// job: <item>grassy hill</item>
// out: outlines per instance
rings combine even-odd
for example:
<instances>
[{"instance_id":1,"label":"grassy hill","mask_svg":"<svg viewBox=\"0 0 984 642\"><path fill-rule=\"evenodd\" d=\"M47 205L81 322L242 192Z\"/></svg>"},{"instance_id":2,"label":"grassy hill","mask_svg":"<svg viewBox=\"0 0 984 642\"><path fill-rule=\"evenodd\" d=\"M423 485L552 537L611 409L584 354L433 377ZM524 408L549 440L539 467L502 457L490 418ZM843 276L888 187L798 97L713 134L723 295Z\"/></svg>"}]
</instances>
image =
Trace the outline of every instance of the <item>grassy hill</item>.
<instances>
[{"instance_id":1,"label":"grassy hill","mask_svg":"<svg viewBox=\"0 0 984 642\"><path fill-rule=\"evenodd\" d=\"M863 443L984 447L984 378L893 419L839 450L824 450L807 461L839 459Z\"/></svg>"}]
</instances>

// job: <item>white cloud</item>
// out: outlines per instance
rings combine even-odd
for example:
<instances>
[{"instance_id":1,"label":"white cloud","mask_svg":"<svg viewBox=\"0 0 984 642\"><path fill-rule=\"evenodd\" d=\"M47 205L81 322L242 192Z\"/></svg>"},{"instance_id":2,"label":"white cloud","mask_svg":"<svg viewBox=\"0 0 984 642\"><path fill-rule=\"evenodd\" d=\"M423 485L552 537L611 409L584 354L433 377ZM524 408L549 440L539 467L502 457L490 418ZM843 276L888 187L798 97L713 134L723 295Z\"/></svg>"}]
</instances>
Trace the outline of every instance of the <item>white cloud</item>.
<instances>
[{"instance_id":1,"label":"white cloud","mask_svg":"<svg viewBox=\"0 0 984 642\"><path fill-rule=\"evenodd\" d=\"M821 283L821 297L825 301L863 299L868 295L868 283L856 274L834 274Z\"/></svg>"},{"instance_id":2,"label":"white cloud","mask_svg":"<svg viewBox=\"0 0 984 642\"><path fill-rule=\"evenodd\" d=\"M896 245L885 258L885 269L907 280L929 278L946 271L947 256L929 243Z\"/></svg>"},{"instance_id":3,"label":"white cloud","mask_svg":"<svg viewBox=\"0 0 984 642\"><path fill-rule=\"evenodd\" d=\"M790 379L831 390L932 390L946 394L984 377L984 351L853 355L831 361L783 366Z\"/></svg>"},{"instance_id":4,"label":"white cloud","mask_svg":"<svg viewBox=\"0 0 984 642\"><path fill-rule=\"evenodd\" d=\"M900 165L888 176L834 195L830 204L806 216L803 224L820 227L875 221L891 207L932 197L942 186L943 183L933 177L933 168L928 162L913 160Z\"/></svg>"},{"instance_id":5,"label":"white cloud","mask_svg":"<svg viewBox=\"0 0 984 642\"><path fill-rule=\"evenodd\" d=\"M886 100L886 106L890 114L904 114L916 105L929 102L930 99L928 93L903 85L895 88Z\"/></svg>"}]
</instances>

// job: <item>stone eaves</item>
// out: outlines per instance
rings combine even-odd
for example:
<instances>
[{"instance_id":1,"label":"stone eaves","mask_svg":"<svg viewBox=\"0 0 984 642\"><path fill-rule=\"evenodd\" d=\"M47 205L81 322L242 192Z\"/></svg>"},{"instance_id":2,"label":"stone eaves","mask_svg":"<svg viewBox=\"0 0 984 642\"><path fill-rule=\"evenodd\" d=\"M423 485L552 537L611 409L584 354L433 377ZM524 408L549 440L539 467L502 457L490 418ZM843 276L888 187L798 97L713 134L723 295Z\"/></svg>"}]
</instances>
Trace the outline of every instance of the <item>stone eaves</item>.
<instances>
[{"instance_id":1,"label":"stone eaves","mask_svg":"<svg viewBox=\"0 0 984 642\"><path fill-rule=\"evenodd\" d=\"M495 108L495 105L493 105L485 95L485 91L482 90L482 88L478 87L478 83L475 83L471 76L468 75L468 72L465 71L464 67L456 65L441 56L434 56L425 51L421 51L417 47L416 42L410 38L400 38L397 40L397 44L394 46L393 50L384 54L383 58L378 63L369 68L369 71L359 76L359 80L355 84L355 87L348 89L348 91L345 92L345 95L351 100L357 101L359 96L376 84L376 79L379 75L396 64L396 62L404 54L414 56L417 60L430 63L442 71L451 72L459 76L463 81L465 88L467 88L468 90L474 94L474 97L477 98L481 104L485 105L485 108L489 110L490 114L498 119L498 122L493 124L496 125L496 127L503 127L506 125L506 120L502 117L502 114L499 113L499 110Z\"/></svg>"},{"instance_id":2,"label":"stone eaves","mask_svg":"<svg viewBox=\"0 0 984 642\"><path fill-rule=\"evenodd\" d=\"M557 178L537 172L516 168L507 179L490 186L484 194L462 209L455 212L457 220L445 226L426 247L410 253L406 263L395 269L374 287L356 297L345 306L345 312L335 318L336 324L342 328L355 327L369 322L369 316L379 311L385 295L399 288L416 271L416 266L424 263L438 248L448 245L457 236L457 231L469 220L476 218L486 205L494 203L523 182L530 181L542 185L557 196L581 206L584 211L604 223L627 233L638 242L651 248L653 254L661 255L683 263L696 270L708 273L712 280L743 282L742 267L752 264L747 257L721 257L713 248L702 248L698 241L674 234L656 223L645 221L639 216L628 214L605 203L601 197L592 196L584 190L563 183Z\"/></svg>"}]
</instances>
+++++
Work to be completed
How many lines in the rows above contain the string "item"? Case matters. Reply with the number alone.

Solution for this problem
6